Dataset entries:

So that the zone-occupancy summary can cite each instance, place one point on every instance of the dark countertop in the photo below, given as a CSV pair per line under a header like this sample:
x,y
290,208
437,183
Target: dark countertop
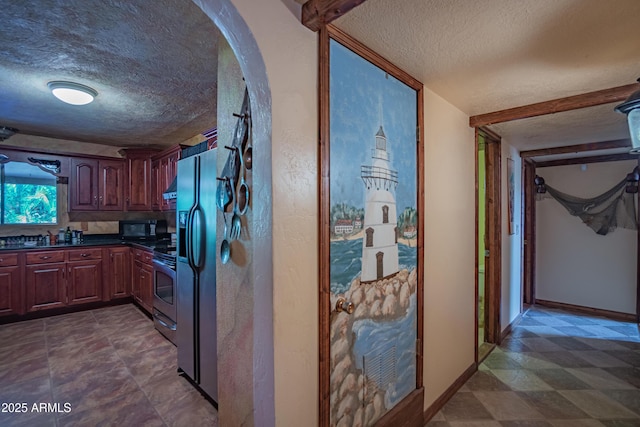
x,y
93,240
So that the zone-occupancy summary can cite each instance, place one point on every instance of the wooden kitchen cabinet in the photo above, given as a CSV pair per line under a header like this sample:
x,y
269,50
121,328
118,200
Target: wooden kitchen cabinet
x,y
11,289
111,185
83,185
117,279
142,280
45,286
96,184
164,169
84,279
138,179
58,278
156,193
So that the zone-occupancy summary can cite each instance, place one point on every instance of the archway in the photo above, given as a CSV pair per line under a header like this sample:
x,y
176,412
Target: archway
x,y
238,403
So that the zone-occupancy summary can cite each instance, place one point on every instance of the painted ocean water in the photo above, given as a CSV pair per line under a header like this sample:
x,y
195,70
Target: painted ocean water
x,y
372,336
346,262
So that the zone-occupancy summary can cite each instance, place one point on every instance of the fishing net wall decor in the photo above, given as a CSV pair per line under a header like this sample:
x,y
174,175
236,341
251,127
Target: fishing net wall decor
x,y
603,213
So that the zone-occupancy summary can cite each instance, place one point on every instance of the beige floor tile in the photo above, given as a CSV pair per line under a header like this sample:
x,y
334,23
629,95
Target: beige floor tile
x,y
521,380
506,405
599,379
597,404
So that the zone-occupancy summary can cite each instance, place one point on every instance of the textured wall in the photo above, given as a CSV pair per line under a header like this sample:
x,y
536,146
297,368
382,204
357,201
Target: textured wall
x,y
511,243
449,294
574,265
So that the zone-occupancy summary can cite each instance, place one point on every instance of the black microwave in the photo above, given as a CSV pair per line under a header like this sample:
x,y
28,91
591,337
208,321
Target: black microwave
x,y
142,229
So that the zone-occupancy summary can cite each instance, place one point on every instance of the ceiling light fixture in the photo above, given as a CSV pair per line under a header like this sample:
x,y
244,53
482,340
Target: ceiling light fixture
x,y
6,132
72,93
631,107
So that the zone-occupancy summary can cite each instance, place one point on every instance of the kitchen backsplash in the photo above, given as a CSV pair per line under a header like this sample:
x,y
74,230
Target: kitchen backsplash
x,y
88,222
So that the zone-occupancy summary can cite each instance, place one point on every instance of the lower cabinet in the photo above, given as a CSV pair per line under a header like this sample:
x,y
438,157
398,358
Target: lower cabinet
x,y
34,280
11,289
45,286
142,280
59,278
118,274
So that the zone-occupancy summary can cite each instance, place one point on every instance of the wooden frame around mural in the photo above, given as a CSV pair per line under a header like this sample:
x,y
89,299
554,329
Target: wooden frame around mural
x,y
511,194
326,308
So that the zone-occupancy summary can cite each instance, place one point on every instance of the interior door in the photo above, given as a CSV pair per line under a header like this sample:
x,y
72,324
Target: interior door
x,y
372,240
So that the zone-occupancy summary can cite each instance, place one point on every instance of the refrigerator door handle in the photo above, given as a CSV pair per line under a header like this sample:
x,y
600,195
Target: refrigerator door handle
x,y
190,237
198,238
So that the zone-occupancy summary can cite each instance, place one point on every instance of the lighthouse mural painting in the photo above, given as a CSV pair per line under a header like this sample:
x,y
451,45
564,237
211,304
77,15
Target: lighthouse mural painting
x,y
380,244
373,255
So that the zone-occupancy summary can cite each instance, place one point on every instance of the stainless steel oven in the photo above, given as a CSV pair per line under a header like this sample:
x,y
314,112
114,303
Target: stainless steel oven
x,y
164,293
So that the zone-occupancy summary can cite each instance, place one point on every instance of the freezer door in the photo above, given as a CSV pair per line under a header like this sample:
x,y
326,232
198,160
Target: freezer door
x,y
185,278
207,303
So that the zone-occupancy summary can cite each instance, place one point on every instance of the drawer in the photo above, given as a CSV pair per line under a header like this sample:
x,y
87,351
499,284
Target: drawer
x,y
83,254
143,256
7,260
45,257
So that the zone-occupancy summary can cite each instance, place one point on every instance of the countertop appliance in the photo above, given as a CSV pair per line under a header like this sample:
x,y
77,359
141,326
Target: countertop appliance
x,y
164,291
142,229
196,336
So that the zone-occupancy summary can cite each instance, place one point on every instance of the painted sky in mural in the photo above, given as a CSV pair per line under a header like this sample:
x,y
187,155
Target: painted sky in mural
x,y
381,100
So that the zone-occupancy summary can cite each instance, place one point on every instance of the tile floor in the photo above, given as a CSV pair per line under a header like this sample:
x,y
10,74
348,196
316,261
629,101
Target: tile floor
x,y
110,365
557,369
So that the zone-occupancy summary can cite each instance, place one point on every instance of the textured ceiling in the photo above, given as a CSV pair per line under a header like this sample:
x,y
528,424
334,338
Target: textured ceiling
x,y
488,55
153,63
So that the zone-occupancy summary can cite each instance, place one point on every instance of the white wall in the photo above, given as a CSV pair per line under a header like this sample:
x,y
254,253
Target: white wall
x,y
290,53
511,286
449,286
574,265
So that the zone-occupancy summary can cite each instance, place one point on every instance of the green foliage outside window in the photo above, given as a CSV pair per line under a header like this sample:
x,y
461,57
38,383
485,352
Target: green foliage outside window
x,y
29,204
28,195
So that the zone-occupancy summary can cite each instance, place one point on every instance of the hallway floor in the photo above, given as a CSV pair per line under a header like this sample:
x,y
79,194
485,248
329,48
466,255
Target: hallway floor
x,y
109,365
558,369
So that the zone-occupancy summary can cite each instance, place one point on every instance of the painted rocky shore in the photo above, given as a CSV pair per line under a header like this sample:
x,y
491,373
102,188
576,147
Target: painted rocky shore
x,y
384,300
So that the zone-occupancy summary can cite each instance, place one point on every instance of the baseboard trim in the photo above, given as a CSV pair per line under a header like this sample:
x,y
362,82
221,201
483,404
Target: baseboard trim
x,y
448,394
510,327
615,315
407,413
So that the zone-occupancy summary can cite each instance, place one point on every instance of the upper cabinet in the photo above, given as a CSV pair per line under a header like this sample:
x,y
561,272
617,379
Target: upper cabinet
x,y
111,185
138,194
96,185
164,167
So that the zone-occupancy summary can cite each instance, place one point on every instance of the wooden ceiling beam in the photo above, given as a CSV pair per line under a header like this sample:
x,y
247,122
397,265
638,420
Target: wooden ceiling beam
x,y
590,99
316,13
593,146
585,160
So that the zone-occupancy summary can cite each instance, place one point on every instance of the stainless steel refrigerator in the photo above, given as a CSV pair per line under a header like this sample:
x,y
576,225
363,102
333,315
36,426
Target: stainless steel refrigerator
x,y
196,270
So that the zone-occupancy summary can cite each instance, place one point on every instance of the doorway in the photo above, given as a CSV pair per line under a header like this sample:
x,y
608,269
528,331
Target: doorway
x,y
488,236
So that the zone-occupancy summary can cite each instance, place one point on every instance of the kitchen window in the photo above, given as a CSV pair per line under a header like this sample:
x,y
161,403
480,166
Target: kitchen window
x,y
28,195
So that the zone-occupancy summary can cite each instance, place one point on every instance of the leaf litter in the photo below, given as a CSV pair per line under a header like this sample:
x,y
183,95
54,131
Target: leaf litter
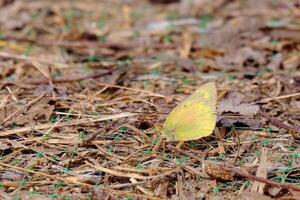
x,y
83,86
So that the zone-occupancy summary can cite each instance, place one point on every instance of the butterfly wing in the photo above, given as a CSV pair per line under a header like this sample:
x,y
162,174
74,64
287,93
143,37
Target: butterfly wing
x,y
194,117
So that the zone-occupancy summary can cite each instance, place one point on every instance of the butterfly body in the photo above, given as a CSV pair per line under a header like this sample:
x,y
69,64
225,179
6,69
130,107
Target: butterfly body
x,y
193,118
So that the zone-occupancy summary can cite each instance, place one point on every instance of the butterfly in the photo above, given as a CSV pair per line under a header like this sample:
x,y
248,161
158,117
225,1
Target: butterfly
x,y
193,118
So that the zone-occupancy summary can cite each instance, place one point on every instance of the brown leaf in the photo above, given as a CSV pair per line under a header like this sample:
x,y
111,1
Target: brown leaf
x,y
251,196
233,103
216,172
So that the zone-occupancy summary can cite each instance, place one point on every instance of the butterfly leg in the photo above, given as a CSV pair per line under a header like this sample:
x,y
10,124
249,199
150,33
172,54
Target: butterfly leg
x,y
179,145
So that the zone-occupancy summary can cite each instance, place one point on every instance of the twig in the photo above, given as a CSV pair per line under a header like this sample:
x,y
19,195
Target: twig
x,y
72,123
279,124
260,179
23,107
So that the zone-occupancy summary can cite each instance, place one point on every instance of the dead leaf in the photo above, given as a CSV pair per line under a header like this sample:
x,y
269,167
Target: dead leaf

• [YOUR OBJECTIVE]
The expected answer is a copy of each line above containing "dead".

• [EXPECTED ANSWER]
So that the zone-occupancy summary can cite each instance, place one point on every instance of the dead leaf in the photo above, given as a CSV pair per line under a header like this sample:
Target: dead leaf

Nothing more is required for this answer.